The New Roses are making up for lost time to launch a concerted push on the UK. Big in their native Germany, for some reason it has taken three albums and an EP, culminating in last year’s ‘One More For the Road’ release, to raise their profile here in the UK. They had certainly previously escaped my radar- but I picked up on a buzz around them this year both from friends and on social media and got the opportunity to catch them on the London date of an extensive two week nationwide tour.
An added incentive was two rising UK bands, though mid-tour Departed unfortunately did just that, leaving The Brink to provide the main support. Energetic and enthusiastic, they made a positive impression. Tom Quick was a confident singer with a raspy voice drawing comparisons to an early Jon Bon Jovi, while there was plenty of onstage movement notably from bassist Gaz Connor and rhythm guitarist Izzy Trixx with their matching asymmetric hair flailing.
The likes of ‘Never Again’ and ‘Take Me Away’ were enjoyable if unoriginal, and when Tom strapped on an acoustic guitar ‘Wish’ had real commercial potential.
I did sense though that different influences were at play within the band- Tom appeared to be in the melodic rock mainstream and others, notably guitarist Lexi Laine, favoured a heavier style which showed through on songs like ‘Burn’ and set closer ‘Don’t Count Me Out’.
‘Are You With Me’ – which reminded me of the likes of Stereophonics or Manic Street Preachers at their rockiest- also featured a successful singalong, and a promising set justified the faith Frontiers Records have shown in signing them.
When the New Roses came on stage, the crowd was somewhat smaller than the Facebook event page had led me to believe, but fans more familiar than I was gave them an enthusiastic reaction, singing along to the catchiest of opening pairs in ‘Every Wildheart’ and ‘Forever Never Comes’ with its ‘who-oah’ refrain.

──────────────────────────────

(To be done)
[A] In the concert review, which record label signed The Brink?
[B] Write the next part of the concert review about The New Roses, picking up after its final sentence.

(Given data)

──────────────────────────────

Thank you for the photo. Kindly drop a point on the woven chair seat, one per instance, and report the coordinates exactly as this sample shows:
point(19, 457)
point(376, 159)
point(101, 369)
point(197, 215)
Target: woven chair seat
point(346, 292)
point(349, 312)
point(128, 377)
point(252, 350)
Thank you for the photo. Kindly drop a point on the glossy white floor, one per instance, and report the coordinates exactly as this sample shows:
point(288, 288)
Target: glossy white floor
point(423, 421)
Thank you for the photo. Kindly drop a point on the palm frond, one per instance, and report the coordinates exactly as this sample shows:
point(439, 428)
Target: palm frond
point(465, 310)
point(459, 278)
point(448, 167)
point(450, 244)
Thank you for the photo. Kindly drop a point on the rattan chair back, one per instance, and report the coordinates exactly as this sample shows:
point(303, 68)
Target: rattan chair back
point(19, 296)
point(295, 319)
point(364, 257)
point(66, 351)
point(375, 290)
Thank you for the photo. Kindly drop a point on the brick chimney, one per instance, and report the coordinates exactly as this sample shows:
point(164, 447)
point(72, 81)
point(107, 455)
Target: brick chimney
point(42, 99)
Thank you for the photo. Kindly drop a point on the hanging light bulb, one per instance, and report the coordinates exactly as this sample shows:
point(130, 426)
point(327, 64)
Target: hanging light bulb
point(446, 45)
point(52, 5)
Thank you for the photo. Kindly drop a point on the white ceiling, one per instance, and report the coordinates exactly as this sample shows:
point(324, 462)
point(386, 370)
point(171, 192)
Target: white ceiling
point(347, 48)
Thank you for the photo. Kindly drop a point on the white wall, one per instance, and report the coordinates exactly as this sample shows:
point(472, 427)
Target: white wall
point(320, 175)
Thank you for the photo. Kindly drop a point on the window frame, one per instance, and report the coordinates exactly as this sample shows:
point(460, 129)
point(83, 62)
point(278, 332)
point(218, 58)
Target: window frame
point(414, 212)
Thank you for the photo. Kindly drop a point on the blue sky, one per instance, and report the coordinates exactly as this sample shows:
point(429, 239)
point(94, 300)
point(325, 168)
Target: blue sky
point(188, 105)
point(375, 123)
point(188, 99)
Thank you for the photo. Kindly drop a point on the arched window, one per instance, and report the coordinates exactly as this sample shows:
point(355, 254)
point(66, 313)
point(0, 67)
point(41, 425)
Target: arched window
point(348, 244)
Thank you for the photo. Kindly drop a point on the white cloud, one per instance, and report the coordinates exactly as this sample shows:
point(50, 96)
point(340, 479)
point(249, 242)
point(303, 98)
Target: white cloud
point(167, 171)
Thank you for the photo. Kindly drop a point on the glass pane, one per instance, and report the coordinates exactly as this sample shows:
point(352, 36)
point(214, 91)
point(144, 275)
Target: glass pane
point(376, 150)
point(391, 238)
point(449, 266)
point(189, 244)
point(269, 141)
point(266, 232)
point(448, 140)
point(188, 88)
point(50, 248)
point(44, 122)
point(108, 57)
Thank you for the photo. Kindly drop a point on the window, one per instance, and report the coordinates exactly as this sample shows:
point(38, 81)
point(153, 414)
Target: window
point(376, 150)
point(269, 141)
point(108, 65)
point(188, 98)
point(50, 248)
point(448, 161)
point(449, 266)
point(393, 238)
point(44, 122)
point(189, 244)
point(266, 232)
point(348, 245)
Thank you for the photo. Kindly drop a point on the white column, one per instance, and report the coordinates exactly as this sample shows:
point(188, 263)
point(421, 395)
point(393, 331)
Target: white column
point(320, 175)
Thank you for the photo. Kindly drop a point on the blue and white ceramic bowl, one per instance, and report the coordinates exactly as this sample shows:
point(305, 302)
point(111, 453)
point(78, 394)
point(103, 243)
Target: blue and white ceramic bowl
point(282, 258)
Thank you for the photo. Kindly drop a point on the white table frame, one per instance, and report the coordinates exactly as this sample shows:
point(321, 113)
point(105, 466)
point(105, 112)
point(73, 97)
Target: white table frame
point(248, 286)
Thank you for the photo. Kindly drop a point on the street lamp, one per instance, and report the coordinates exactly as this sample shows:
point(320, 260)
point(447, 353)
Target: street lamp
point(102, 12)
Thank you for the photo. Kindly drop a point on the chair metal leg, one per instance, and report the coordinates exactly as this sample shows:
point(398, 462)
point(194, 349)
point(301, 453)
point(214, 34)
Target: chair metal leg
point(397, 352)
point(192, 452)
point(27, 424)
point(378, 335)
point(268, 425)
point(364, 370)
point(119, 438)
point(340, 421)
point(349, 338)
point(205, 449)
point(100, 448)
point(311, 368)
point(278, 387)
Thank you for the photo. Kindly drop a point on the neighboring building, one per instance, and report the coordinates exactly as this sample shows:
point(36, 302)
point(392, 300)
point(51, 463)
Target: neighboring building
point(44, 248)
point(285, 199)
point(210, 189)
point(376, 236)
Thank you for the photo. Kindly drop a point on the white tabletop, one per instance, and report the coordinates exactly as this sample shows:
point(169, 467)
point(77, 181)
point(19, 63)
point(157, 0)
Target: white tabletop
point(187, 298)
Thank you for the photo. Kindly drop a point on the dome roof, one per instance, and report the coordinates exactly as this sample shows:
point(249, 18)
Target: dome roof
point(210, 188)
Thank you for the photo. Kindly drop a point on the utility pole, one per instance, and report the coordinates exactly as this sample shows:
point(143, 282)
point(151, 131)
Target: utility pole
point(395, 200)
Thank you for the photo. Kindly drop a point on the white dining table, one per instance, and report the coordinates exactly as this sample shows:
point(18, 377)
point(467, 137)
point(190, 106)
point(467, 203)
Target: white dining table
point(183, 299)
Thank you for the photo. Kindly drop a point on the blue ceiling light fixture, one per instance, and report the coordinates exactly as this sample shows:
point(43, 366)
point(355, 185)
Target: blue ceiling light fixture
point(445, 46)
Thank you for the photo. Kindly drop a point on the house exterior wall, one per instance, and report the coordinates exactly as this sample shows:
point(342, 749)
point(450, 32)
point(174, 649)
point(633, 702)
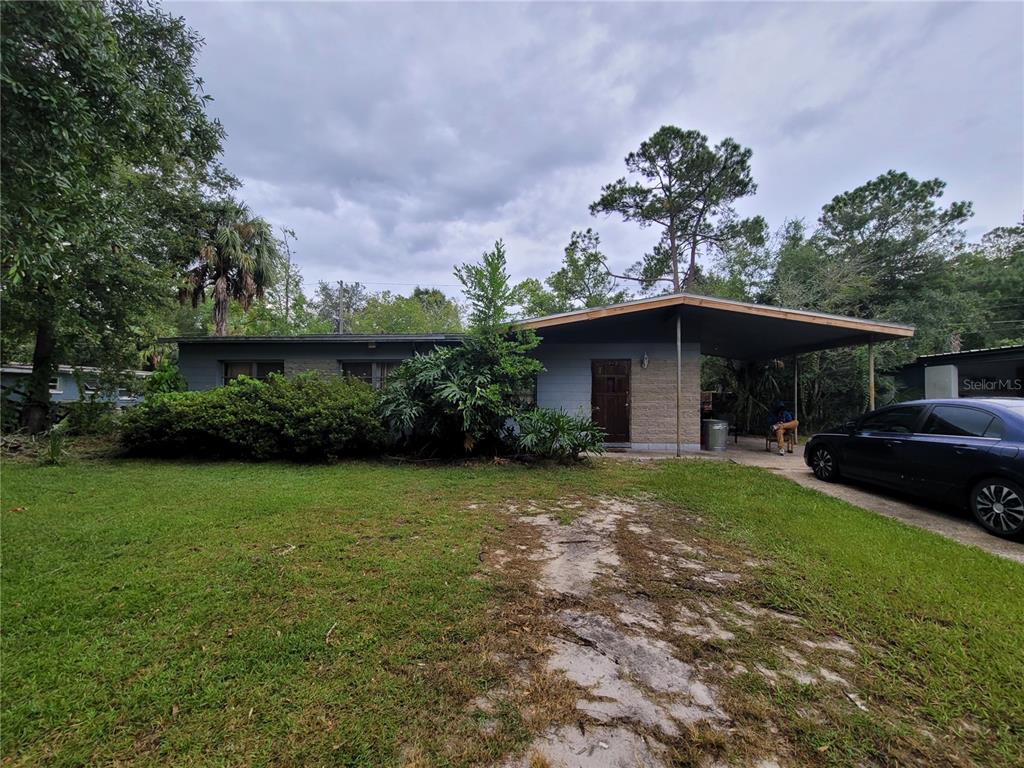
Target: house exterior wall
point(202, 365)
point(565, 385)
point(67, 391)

──────────────────────────────

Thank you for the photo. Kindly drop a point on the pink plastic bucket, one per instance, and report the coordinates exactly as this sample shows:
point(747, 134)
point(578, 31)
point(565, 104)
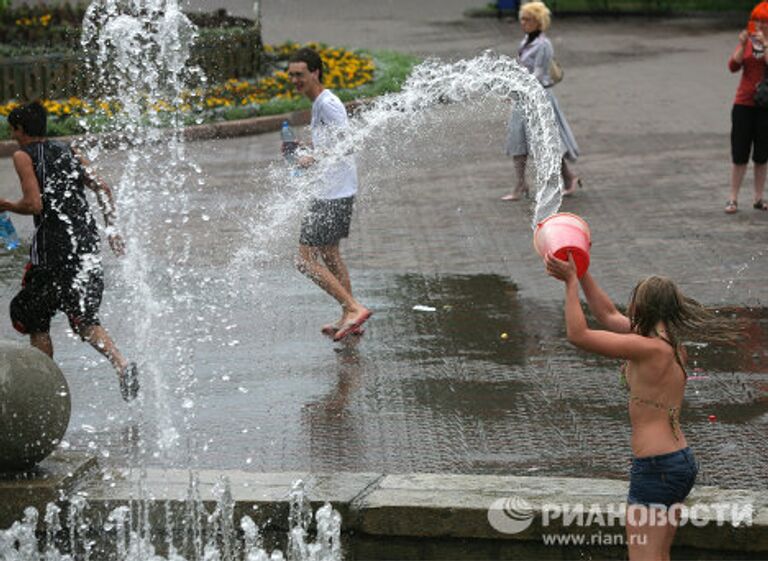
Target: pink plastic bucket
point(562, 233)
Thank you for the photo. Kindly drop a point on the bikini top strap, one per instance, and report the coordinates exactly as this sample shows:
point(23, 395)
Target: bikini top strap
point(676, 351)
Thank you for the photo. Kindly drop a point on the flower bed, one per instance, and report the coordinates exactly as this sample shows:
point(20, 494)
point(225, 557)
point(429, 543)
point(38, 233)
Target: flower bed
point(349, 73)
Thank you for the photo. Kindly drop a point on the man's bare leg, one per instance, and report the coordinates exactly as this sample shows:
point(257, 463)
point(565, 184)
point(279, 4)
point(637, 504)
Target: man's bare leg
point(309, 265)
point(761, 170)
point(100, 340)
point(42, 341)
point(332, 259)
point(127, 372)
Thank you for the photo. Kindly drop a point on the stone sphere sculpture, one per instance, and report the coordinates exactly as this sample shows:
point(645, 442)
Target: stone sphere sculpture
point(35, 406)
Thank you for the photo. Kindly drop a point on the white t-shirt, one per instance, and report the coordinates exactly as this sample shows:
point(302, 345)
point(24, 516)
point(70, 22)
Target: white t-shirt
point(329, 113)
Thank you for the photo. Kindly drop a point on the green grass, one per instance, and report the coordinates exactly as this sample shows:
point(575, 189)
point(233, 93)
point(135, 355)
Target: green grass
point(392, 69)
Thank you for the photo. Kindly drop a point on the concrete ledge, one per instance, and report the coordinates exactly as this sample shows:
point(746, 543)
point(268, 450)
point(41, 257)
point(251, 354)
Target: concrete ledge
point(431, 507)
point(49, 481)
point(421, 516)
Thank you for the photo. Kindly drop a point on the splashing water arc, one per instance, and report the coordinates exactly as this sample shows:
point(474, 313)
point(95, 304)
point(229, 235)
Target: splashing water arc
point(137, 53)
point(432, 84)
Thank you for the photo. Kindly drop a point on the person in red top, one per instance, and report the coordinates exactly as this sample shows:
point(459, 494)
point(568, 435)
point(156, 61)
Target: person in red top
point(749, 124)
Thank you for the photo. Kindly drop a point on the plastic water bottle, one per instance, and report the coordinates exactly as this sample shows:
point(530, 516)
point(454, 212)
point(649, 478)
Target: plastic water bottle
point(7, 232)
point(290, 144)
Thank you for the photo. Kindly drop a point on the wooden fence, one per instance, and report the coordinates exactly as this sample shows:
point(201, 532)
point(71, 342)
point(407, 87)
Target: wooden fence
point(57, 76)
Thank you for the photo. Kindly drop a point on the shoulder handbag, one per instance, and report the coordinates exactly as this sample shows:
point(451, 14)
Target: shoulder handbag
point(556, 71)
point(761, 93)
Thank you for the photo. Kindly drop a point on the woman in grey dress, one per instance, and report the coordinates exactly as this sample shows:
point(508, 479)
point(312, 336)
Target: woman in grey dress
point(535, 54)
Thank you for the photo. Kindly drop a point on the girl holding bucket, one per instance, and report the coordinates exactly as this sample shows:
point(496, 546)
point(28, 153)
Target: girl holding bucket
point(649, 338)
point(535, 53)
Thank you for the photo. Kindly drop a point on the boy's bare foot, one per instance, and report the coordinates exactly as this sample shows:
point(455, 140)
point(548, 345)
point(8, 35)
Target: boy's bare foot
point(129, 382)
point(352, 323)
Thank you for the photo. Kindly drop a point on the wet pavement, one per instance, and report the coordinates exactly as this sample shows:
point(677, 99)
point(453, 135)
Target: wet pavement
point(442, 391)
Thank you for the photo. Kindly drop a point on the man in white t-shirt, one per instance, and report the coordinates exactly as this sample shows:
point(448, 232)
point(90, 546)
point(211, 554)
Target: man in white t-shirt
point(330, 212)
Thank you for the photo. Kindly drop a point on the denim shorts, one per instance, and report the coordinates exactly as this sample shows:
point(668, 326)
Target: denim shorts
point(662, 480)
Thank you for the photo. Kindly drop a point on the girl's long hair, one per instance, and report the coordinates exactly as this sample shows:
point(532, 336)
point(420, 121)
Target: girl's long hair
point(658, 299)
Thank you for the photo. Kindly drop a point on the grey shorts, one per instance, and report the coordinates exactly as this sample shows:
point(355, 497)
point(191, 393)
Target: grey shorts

──────────────────────────────

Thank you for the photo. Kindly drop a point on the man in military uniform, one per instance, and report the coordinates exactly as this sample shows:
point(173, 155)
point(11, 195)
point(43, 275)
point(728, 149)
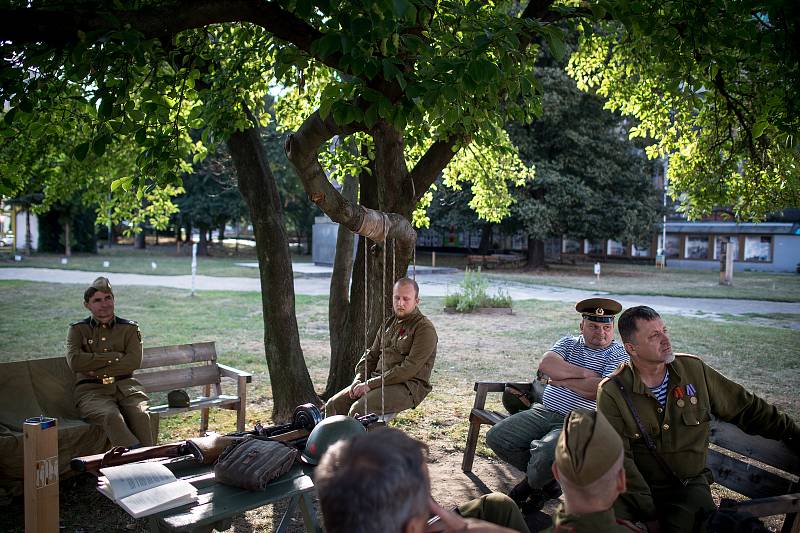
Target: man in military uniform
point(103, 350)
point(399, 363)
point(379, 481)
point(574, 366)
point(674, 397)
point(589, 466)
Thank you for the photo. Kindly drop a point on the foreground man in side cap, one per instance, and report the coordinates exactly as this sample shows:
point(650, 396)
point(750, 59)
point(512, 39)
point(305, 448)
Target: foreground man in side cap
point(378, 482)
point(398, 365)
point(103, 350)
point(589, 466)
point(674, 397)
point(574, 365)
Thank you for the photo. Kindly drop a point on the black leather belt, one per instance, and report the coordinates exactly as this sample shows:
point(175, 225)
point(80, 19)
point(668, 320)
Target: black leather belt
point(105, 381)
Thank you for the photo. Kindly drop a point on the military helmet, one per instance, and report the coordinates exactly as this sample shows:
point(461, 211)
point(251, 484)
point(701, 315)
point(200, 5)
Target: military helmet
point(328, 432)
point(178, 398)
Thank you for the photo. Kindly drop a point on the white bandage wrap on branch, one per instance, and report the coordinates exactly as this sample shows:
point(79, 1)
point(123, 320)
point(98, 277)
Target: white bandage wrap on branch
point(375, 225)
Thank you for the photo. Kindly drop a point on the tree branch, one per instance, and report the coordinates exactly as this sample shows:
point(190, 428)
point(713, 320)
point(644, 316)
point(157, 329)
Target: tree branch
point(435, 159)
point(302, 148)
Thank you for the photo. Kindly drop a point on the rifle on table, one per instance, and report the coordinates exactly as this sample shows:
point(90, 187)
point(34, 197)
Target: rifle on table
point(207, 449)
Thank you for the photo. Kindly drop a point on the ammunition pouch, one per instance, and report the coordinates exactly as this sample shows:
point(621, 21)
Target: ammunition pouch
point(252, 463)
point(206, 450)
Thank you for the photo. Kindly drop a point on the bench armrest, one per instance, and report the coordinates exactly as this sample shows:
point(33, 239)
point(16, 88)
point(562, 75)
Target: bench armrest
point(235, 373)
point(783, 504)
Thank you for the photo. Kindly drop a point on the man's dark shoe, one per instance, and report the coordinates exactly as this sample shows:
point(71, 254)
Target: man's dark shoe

──────────────────────────────

(Answers per task)
[A] Frontiers Records

[B]
Photo: Peter Noble
It occurred to me they are a difficult band to pigeonhole, being far removed from the German stereotype epitomised by the Scorpions and Edguy, yet also falling outside the blues rock, Zeppelin-influenced bands that seem to predominate in what we can now call the New Wave of Classic Rock. Instead their combination of supercharged rock’n’roll and a certain rootsiness remind me more of the Georgia Satellites and a number of similar bands such as The Poorboys that followed in their wake.
I had read about country influences but even on songs that leant in that direction like ‘Second First Time’, singer and rhythm guitarist Timmy Rough showed more of a heartland rock sensibility. Others such as ‘Gimme Your Love’ were more straightforward rock n rollers, though Norman Bites (sic), as the latest of a long line of blonde flying V toting German guitarists, was adding a complementary harder rock edge.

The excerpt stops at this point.